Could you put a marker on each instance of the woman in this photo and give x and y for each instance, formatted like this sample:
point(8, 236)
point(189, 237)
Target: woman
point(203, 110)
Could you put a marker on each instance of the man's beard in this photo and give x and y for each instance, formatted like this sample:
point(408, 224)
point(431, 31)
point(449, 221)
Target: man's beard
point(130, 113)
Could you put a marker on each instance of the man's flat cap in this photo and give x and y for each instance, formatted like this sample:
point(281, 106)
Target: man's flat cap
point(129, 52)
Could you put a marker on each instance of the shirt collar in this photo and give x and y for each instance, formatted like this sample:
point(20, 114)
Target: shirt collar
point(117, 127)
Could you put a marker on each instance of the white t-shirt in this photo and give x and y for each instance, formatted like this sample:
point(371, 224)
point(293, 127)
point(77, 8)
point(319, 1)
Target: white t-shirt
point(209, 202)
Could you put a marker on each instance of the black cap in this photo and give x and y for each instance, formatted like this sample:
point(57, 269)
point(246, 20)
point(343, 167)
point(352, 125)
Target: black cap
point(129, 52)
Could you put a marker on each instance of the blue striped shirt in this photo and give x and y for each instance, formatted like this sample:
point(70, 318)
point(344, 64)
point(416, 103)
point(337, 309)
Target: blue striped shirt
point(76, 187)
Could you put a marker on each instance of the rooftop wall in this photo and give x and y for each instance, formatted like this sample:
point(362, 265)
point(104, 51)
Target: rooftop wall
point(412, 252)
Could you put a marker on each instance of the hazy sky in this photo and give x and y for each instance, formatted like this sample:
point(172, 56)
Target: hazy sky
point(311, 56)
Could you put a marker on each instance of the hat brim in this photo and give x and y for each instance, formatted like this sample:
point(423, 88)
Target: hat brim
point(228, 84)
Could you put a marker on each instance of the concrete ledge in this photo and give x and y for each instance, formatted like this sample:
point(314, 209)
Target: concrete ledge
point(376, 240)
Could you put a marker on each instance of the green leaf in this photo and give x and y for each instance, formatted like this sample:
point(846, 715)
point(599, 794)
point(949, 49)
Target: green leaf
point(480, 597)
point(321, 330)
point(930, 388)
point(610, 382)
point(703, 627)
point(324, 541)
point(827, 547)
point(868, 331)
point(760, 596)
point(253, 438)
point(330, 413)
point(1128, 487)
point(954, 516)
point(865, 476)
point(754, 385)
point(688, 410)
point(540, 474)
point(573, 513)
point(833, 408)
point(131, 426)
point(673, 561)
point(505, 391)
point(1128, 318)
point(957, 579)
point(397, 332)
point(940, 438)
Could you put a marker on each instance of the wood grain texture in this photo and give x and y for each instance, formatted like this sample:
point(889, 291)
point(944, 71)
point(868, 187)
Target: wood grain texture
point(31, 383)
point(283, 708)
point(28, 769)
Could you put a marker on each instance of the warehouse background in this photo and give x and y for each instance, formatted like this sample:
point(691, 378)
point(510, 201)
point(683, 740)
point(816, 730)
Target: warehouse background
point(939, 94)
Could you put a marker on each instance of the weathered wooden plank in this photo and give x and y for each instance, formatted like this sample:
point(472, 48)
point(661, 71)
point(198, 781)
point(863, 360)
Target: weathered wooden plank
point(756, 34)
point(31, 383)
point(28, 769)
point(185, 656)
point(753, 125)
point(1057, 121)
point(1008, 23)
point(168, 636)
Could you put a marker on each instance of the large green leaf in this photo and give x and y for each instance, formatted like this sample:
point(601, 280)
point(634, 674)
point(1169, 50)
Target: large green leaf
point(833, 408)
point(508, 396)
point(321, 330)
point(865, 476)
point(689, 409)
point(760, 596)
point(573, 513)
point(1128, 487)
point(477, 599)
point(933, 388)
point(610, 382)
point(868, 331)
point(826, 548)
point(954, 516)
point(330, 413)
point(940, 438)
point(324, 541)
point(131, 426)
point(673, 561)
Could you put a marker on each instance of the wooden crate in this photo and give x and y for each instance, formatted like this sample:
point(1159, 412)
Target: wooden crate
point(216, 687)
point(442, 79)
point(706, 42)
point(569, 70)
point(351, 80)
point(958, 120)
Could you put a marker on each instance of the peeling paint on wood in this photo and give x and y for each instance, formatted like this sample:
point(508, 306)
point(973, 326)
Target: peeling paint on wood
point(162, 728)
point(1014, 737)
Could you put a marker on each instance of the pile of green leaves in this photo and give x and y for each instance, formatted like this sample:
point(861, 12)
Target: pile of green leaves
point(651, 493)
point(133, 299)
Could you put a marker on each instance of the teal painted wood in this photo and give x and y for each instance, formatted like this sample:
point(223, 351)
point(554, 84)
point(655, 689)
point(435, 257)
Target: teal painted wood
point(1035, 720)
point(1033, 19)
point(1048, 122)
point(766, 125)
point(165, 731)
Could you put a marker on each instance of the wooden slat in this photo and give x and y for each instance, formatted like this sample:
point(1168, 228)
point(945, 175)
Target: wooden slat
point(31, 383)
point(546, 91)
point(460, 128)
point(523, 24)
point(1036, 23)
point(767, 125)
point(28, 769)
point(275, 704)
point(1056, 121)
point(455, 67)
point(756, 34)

* * * * * * *

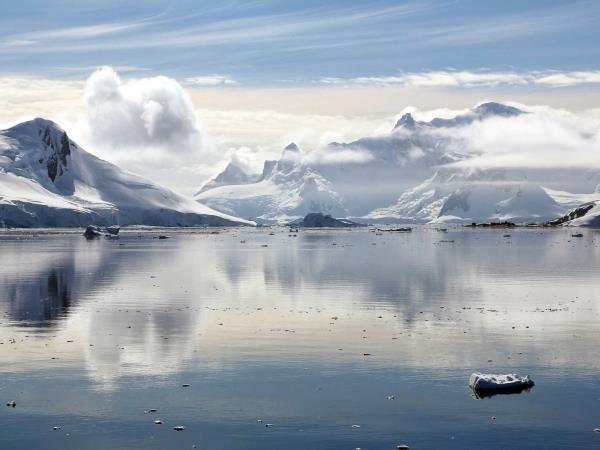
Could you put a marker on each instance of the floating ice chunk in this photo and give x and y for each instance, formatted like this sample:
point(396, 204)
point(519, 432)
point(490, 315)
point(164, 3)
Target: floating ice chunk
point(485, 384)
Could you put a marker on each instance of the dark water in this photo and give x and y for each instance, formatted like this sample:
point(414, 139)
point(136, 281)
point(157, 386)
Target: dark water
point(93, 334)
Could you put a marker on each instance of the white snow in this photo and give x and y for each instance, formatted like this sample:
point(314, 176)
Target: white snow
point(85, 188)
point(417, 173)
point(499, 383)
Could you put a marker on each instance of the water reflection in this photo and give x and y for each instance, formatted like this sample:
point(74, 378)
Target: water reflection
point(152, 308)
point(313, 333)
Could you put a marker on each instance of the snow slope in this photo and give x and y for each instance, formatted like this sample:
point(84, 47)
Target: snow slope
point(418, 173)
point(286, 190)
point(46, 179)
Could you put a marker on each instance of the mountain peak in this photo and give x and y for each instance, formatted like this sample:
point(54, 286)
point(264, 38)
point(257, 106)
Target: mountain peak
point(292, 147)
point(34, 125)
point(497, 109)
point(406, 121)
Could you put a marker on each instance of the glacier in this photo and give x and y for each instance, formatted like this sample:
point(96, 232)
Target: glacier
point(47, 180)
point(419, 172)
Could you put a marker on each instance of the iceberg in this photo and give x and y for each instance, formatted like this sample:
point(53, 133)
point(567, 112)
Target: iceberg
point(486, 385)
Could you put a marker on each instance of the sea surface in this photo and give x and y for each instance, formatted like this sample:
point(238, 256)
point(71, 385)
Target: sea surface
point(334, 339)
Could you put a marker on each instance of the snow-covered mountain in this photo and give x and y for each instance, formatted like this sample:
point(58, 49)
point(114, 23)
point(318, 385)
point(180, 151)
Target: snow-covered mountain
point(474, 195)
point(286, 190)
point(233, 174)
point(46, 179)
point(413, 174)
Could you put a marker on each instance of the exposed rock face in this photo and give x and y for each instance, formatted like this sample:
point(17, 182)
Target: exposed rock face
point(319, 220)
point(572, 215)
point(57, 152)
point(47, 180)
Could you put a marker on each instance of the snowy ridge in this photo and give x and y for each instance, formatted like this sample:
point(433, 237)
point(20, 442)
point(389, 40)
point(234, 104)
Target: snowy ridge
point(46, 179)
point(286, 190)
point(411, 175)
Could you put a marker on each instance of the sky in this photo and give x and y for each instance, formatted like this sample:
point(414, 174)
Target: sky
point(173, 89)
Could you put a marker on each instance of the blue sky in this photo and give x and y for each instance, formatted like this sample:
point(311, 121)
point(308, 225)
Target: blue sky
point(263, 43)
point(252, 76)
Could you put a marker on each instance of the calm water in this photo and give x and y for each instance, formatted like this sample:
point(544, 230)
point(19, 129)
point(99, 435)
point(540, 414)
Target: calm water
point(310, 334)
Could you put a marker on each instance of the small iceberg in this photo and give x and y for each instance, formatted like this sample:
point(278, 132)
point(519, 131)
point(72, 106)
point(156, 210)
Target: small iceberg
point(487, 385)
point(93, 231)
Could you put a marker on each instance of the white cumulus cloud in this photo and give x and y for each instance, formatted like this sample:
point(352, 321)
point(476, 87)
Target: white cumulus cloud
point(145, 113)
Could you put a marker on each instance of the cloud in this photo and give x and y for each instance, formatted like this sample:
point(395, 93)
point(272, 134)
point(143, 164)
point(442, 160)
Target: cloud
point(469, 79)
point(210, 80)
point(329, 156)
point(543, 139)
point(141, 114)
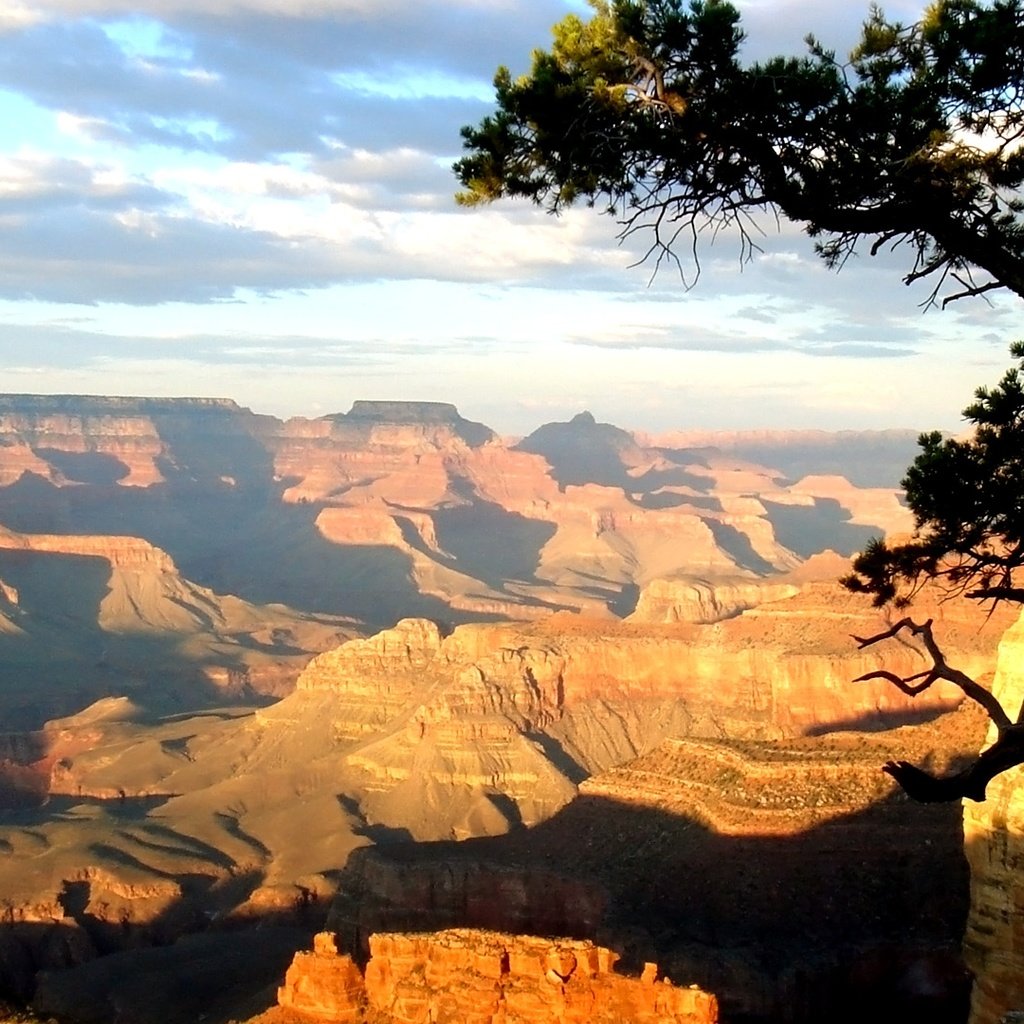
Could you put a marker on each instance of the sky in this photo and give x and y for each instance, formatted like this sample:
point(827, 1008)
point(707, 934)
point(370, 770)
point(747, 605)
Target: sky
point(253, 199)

* * * * * * *

▶ Objective
Update the stretch of material from the line containing "Could you put a marker on each instance of the hazy" through the line containing "point(376, 240)" by changing "concrete ledge" to "stone ledge" and leaving everything else as it stands. Give only those lines.

▶ Problem solution
Could you put a marker on each instance of the hazy sky in this photo and give x and y for each instance, formatted like this sample:
point(172, 56)
Target: hazy sky
point(311, 56)
Could you put a marker on each instance of the hat brim in this photo and give x and y for each instance, formatted like this sample:
point(423, 88)
Target: hat brim
point(228, 84)
Could you put a marker on each instance of the stone ledge in this photo and give x and y for each instance, formatted like this sample:
point(314, 209)
Target: stone ledge
point(376, 240)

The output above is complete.